CAUTIONARY STATEMENT REGARDING FORWARD-LOOKING STATEMENTS

This prospectus supplement and the accompanying prospectus contain forward-looking statements that involve substantial risks and uncertainties. These forward-looking statements are not historical facts, but rather are based on current expectations, estimates and projections about our company, our current and prospective portfolio investments, our industry, our beliefs, and our assumptions. Words such as “anticipates,” “expects,” “intends,” “plans,” “will,” “may,” “continue,” “believes,” “seeks,” “estimates,” “would,” “could,” “should,” “targets,” “projects,” and variations of these words and similar expressions are intended to identify forward-looking statements.

The forward-looking statements contained in this prospectus supplement and the accompanying prospectus involve risks and uncertainties, including statements as to:

•        our future operating results;

•        our business prospects and the prospects of a CLO vehicle’s portfolio companies;

•        the impact of investments that we expect to make;

•        our contractual arrangements and relationships with third parties;

•        the dependence of our future success on the general economy and its impact on the industries in which we invest;

•        the ability of a CLO vehicle’s portfolio companies to achieve their objectives;

•        our expected financings and investments;

•        the adequacy of our cash resources and working capital; and

•        the timing of cash flows, if any, from our investments.

These statements are not guarantees of future performance and are subject to risks, uncertainties, and other factors, some of which are beyond our control and difficult to predict and could cause actual results to differ materially from those expressed or forecasted in the forward-looking statements, including without limitation:

•        an economic downturn could impair the ability of a CLO vehicle’s portfolio companies to continue to operate, which could lead to the loss of some or all of our investment in such CLO vehicle;

•        a contraction of available credit and/or an inability to access the equity markets could impair our investment activities;

•        interest rate volatility could adversely affect our results, particularly if we elect to use leverage as part of our investment strategy;

•        currency fluctuations could adversely affect the results of our investments in foreign companies, particularly to the extent that we receive payments denominated in foreign currency rather than U.S. dollars; and

•        the risks, uncertainties and other factors we identify in “Risk Factors” in the accompanying prospectus and in our filings with the SEC.

Although we believe that the assumptions on which these forward-looking statements are based are reasonable, any of those assumptions could prove to be inaccurate, and as a result, the forward-looking statements based on those assumptions also could be inaccurate. Important assumptions include our ability to originate investments, certain margins and levels of profitability and the availability of additional capital. In light of these and other uncertainties, the inclusion of a projection or forward-looking statement in this prospectus supplement or the accompanying prospectus should not be regarded as a representation by us that our plans and objectives will be achieved. These risks and uncertainties include those described or identified in “Risk Factors” in the accompanying prospectus and elsewhere in this prospectus supplement and the accompanying prospectus. You should not place undue reliance on these forward-looking statements, which apply only as of the respective dates of this prospectus supplement and the accompanying prospectus.

However, we will update this prospectus supplement and the accompanying prospectus to reflect any material changes to the information contained herein. The forward-looking statements contained in this prospectus supplement and the accompanying prospectus are excluded from the safe harbor protection provided by Section 27A of the Securities Act of 1933, as amended, or the “Securities Act.”

[RAW DATA]
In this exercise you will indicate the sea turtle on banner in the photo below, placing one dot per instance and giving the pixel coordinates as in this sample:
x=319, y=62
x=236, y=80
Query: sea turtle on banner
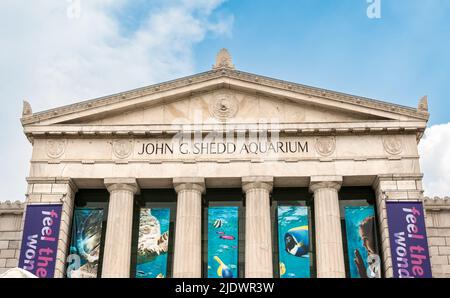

[TO DO] Reproduce the cautionary statement on forward-looking statements verbatim, starting at "CAUTIONARY STATEMENT REGARDING" and continuing up to and including "identify forward-looking statements.". The material is not required for the work that follows.

[EXERCISE OUTPUT]
CAUTIONARY STATEMENT REGARDING FORWARD-LOOKING STATEMENTS

This prospectus supplement and the accompanying prospectus contain forward-looking statements that involve substantial risks and uncertainties. These forward-looking statements are not historical facts, but rather are based on current expectations, estimates and projections about our company, our current and prospective portfolio investments, our industry, our beliefs, and our assumptions. Words such as “anticipates,” “expects,” “intends,” “plans,” “will,” “may,” “continue,” “believes,” “seeks,” “estimates,” “would,” “could,” “should,” “targets,” “projects,” and variations of these words and similar expressions are intended to identify forward-looking statements.